▸ Work required:
Beginning at the line that contains "the metal baking", write out every line down to the end of the records, with both ends kept and nothing added.

START Task inputs

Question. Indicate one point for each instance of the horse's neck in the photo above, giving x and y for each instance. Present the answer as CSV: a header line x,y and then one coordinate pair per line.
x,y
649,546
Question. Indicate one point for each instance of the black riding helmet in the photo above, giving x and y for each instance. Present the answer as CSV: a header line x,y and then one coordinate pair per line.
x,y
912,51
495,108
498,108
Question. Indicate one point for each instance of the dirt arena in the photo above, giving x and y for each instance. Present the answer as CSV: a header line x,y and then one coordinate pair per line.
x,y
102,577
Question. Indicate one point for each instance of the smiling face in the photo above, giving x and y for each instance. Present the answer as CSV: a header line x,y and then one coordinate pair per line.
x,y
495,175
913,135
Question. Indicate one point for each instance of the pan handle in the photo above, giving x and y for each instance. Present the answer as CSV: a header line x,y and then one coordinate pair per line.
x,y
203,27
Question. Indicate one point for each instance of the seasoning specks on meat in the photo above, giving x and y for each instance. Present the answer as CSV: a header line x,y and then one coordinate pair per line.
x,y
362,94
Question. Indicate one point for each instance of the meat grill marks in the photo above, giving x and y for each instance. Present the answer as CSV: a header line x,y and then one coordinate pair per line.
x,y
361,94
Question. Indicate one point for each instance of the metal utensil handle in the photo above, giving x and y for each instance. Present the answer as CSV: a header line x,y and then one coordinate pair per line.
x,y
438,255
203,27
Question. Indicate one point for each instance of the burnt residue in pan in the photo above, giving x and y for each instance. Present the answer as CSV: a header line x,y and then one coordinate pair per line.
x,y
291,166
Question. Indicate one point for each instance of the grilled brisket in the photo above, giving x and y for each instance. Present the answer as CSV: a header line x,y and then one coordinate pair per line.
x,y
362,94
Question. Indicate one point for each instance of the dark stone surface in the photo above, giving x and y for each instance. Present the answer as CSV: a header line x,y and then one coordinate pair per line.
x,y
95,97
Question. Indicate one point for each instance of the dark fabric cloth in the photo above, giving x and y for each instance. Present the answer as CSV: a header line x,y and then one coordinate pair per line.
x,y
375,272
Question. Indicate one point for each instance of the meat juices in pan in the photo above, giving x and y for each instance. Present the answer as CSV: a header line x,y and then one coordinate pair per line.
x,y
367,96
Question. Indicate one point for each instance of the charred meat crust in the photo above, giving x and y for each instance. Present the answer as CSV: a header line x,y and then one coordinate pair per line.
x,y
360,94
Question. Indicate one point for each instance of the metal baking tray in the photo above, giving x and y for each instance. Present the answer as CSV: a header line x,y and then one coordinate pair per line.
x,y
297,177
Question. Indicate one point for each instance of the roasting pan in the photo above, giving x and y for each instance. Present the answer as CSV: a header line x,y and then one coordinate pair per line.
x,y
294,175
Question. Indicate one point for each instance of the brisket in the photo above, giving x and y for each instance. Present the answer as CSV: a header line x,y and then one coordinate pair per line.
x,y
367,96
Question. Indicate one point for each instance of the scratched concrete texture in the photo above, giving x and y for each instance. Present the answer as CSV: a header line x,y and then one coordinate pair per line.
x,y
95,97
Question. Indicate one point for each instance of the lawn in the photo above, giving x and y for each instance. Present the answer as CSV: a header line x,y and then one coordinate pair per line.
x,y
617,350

END Task inputs

▸ Answer box:
Question. Indicate one point for each instance of the metal baking tray in the photo above, giving x and y for each instance. Present the answer as CSV: a header line x,y and then one coordinate pair per line.
x,y
297,177
Question. Indicate one point for each instance of the roasting pan in the photo above, giving x and y for each instance. Present the answer as CSV: a header line x,y and then one coordinate pair per line.
x,y
294,175
Question. Indicate one point for each instance of the brisket in the photo above, giving x and y for each instance. Present the answer as CSV: a header line x,y and then one coordinate pair per line.
x,y
367,96
Question. Indicate one point for each instance of the scratched concrete texture in the photo above, giving x and y for each instance. Present the answer as CSV: a header line x,y and then one coordinate pair per line.
x,y
95,97
Question. Indicate one point for each instance of the lawn in the photo above, giving x and y for each instance. Present the answer as CSV: a header line x,y and then one coordinate pair per line.
x,y
617,350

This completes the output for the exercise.